Tasks to carry out:
a: According to the article on internal displacement, how many people were newly internally displaced by the end of the year?
b: Name the five countries that the article on internal displacement says accounted for two-thirds of the total.
c: Continue the article on internal displacement from its last sentence.

GENEVA: The war in Syria is driving one family from their home every minute, pushing the number of people internally displaced by conflict to record highs globally, a report said Wednesday.
The study by the Internal Displacement Monitoring Center (IDMC) said that 33.3 million people were displaced by violence in their own nations last year.
The report showed that just five countries accounted for two-thirds of the tally: Syria, Colombia, Nigeria, the Democratic Republic of Congo and Sudan.
Internally displaced people (IDPs) are those who flee their homes but do not leave their country, as opposed to those who cross a border and are counted as refugees.
While the bulk of the 33.3 million were people who had already fled before 2013 — including some displaced over a decade ago — the total of new IDPs reached 8.2 million by the end of the year, the report said.
Of those, nearly half were in Syria.
With 9,500 people a day — approximately one family every 60 seconds — being displaced inside Syria, the country remains the largest and fastest evolving displacement crisis in the world.
“The IDMC report reveals a frightening reality of life inside Syria, now the largest internal displacement crisis in the world,” said former UN aid chief Jan Egeland, who now runs the Norwegian Refugee Council, of which the IMDC is part.
“Not only do armed groups control the areas where internal displacement camps are located, these camps are badly managed, provide inadequate shelter, sanitation and limited aid delivery,” he said in a statement.

Provided data:
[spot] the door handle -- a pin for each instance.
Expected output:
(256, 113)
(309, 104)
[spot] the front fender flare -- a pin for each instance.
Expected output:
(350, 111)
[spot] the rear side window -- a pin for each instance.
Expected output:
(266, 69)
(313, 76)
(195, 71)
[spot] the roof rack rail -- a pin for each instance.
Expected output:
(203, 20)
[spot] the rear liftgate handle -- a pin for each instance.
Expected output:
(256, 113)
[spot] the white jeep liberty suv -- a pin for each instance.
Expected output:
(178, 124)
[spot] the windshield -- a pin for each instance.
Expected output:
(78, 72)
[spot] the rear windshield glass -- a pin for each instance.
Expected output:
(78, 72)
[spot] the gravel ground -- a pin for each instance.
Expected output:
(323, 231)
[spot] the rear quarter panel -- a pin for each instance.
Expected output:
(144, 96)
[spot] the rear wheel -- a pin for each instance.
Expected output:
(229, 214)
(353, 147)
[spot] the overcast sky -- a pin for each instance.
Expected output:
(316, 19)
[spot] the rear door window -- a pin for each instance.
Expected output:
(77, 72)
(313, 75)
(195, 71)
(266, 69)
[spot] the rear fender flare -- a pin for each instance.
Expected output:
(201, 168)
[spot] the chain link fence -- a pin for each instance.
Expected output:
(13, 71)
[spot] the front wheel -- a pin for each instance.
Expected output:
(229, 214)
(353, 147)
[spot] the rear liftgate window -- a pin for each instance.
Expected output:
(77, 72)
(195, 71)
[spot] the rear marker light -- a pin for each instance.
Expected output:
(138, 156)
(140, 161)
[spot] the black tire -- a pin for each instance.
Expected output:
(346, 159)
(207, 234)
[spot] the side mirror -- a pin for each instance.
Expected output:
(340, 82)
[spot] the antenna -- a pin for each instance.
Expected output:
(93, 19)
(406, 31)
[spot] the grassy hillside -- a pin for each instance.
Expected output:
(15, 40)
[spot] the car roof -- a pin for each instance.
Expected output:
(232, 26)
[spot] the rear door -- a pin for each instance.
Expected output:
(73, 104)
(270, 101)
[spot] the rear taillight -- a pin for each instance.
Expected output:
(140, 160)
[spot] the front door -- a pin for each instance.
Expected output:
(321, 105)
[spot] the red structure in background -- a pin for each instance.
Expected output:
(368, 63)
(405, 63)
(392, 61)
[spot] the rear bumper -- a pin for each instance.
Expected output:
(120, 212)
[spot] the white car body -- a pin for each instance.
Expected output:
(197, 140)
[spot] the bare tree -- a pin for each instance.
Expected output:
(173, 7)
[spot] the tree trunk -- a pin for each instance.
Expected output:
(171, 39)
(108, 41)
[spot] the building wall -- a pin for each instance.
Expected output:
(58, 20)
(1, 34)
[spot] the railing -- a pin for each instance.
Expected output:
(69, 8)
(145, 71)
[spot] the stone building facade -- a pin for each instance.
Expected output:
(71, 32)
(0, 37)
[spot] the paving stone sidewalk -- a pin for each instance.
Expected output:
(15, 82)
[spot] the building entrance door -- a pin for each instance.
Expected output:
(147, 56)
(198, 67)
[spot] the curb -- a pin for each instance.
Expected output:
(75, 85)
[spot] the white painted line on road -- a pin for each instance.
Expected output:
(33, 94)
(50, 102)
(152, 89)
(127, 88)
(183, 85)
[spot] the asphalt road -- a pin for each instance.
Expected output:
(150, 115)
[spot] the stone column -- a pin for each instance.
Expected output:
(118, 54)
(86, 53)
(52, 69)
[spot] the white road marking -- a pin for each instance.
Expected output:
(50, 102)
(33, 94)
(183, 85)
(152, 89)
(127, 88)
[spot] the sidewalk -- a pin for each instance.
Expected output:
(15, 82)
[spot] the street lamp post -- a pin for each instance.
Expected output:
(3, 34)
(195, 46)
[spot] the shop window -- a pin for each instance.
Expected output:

Outputs for the tasks:
a: The total of new internally displaced people reached 8.2 million by the end of the year.

b: Syria, Colombia, Nigeria, the Democratic Republic of Congo, Sudan

c:
In addition, the report said, large concentrations of IDPs have been particularly targeted by artillery bombardments and airstrikes.
Meanwhile, nearly 850 prisoners have died in Syrian regime jails this year, many executed summarily or tortured to death, the Syrian Observatory for Human Rights said on Wednesday.
“From the beginning of the year until May 13, 847 prisoners, including 15 below the age of 18 and six women, have died in security service prisons and army bases,” the Britain-based monitoring group said.
“Families and relatives were notified of the deaths,” it added.
“All these people lost their lives as a result of torture, summary executions, maltreatment, poor detention conditions, including a lack of food, and because they were unable to obtain the medicine they needed.”
It said some 18,000 people among those held by the government have disappeared, and many were feared dead.
“The number of victims increases because there are no measures being taken to deter the regime,” said Observatory director Rami Abdel Rahman. “When the criminal knows there is no accountability, he continues his crimes.”